◆ **Extrait du texte**:

....

Plus de dix ans après les faits et après trois semaines d'audience, le procès à Paris de Bernard Tapie pour «escroquerie» dans l'affaire de l'arbitrage controversé de 2008 entre lundi dans sa dernière ligne droite, avec le réquisitoire du ministère public.

Ce réquisitoire à deux voix est attendu à partir du milieu d'après-midi, après les plaidoiries des parties civiles.

M. Tapie, qui souffre à 76 ans d'un double cancer, est jugé depuis le 11 mars devant le tribunal correctionnel pour «escroquerie» et «détournement de fonds publics». Il encourt sept ans d'emprisonnement et 375'000 euros d'amende.

Il est reproché à l'homme d'affaires et à son ancien avocat Maurice Lantourne d'avoir organisé un arbitrage «truqué», en concertation avec l'un des trois membres du tribunal arbitral, le haut magistrat Pierre Estoup.

Revente d'Adidas

Ce recours à un tribunal privé, validé par Bercy, avait été mis en place à l'automne 2007 pour solder le feuilleutonesque et tentaculaire contentieux entre Bernard Tapie et le Crédit Lyonnais, lié la revente d'Adidas dans les années 1990.

Le 7 juillet 2008, le trio d'arbitres octroyait 403 millions d'euros à l'ex-patron de l'Olympique de Marseille, dont 45 millions – une somme inédite – pour son préjudice moral. Cette sentence et le fait qu'elle ne soit pas frappée de recours avait été jugée «scandaleuse» par une partie de la classe politique.

Elle a depuis été annulée au civil pour «fraude» et M. Tapie a été définitivement condamné à rembourser les sommes perçues, dont le montant est contesté.

L'absence de recours avait valu fin 2016 à la patronne du Fonds monétaire international (FMI) et ex-ministre de l'Economie Christine Lagarde d'être condamnée – mais dispensée de peine – par la Cour de justice de la République pour «négligence» ayant permis le détournement de fonds publics.

....

◆ **Marche à suivre**: Pouvez-vous recopier mot pour mot l'extrait sur le procès de Bernard Tapie, en partant de « Plus de dix » et en vous arrêtant à « du ministère public. » ?

(Enregistrements issus d'une source de données)
....

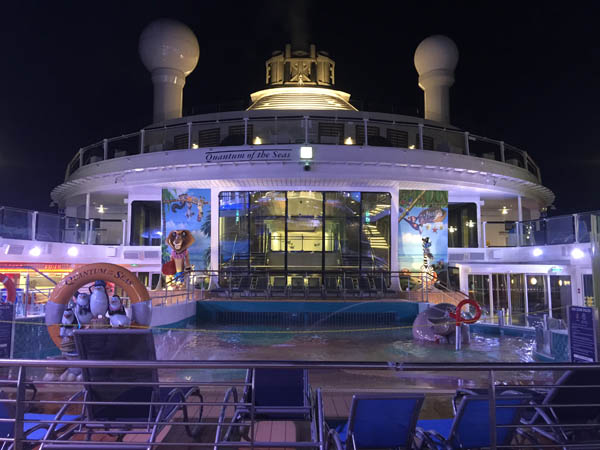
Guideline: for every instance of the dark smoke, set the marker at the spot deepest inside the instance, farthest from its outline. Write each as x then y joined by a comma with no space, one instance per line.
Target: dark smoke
298,16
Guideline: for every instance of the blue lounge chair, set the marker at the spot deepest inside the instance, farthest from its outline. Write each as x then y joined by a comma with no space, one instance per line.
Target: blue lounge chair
379,421
36,427
126,344
565,418
470,427
279,395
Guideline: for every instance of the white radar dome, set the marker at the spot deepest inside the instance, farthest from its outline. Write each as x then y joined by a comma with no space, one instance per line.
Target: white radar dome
169,44
436,52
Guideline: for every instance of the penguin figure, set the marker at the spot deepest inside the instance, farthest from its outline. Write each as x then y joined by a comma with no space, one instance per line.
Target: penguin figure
98,298
67,323
116,313
82,309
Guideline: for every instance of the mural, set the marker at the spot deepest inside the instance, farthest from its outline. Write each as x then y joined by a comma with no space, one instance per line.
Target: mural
423,233
185,231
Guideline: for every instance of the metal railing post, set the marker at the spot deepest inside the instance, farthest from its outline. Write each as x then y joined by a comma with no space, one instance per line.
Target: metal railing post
492,401
34,225
142,140
19,408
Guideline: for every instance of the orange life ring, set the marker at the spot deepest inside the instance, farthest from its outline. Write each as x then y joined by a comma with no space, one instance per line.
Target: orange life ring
112,273
9,285
458,316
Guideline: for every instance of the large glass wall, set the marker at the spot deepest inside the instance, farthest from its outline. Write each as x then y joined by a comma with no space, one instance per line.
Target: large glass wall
304,231
462,225
145,223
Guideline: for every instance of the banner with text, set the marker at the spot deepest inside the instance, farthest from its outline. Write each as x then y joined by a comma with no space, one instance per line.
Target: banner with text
186,229
423,231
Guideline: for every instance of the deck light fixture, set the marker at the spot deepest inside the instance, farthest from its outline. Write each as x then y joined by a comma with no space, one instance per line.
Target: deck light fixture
577,253
305,152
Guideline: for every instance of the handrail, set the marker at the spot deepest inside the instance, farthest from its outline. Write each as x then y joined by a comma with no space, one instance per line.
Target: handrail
375,118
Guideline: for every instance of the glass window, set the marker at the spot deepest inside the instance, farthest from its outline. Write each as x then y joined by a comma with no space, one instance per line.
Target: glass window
500,293
560,290
588,289
376,227
517,300
145,223
462,225
536,295
479,289
233,230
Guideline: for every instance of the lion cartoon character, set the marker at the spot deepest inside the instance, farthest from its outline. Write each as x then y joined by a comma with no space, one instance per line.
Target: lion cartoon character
180,241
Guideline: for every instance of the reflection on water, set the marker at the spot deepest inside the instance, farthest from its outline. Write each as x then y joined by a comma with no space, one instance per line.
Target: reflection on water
390,345
239,343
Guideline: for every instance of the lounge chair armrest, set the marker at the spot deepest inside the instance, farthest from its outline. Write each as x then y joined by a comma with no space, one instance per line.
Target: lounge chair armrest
333,436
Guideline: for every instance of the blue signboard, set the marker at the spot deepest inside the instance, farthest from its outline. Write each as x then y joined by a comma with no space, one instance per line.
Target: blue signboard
7,311
582,334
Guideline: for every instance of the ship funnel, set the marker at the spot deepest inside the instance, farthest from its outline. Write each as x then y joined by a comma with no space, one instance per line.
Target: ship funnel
169,50
435,60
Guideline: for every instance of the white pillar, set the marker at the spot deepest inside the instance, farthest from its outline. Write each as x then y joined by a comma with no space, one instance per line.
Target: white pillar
214,229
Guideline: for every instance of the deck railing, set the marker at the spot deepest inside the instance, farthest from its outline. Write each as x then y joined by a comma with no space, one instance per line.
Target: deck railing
215,378
360,129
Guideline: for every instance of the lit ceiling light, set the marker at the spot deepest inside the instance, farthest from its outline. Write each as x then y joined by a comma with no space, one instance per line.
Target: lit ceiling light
577,253
305,152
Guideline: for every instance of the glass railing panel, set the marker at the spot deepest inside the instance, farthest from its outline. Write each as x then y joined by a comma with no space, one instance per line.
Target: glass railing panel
501,234
533,232
328,131
75,230
560,230
93,153
106,232
232,133
49,227
584,227
15,223
514,156
484,148
442,140
124,146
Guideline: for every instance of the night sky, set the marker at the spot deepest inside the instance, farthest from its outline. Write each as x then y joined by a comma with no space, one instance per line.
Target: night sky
529,75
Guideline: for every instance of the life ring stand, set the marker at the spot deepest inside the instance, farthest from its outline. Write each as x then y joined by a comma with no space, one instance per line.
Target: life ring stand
458,316
68,286
9,285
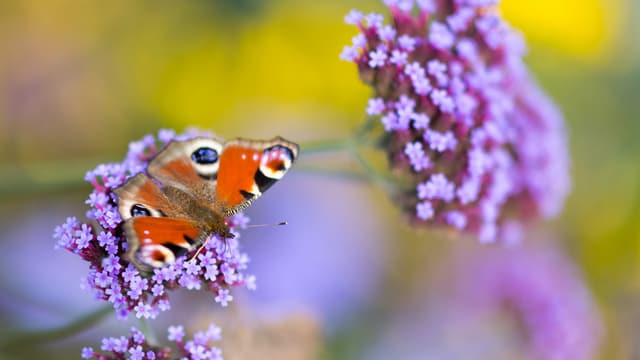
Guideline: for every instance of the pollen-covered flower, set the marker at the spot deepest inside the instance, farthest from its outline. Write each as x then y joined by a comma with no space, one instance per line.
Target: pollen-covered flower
541,290
137,347
218,266
463,119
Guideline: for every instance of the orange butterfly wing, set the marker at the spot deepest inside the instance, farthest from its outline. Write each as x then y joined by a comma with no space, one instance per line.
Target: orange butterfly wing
248,168
157,241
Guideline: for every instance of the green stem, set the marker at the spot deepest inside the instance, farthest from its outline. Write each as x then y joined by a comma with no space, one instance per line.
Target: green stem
74,327
325,146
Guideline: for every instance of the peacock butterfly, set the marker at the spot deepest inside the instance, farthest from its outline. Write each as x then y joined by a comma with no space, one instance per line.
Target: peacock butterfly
188,190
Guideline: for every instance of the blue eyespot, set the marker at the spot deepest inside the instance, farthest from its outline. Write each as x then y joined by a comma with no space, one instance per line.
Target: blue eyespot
139,210
204,156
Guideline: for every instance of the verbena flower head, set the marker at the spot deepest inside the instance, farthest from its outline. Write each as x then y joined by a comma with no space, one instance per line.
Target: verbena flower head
463,118
136,346
219,266
542,290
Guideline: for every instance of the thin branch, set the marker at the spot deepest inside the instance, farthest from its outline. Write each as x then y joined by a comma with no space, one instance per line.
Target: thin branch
74,327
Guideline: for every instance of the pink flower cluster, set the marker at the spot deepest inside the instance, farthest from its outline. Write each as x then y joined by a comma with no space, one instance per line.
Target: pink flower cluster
463,119
218,267
136,346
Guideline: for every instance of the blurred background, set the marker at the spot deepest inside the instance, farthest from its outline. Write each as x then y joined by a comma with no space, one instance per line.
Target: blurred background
79,80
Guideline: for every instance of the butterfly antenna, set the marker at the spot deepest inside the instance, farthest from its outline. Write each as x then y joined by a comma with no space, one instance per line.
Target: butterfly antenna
200,249
265,225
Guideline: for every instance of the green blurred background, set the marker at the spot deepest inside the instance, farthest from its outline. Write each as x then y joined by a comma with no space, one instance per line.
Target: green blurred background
79,80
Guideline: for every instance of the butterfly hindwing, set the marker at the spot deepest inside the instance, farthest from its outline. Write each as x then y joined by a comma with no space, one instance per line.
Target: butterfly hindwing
190,188
141,196
248,168
158,241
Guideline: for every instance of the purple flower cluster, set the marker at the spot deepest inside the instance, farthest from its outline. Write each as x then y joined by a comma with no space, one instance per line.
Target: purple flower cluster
545,293
111,277
463,118
136,346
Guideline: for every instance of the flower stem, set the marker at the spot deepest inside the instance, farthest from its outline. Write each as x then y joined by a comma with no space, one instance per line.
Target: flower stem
325,146
74,327
149,334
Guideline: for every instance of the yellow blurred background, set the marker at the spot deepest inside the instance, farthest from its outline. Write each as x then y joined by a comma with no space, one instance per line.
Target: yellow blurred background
79,80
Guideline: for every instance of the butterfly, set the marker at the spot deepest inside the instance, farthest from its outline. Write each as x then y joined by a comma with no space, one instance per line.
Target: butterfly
188,190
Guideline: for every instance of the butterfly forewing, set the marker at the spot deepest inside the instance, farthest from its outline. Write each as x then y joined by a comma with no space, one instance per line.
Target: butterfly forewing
248,168
194,184
190,165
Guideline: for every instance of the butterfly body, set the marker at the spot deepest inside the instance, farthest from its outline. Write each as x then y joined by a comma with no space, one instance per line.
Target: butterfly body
189,189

....

◆ **Réponse finale**:
Plus de dix ans après les faits et après trois semaines d'audience, le procès à Paris de Bernard Tapie pour «escroquerie» dans l'affaire de l'arbitrage controversé de 2008 entre lundi dans sa dernière ligne droite, avec le réquisitoire du ministère public.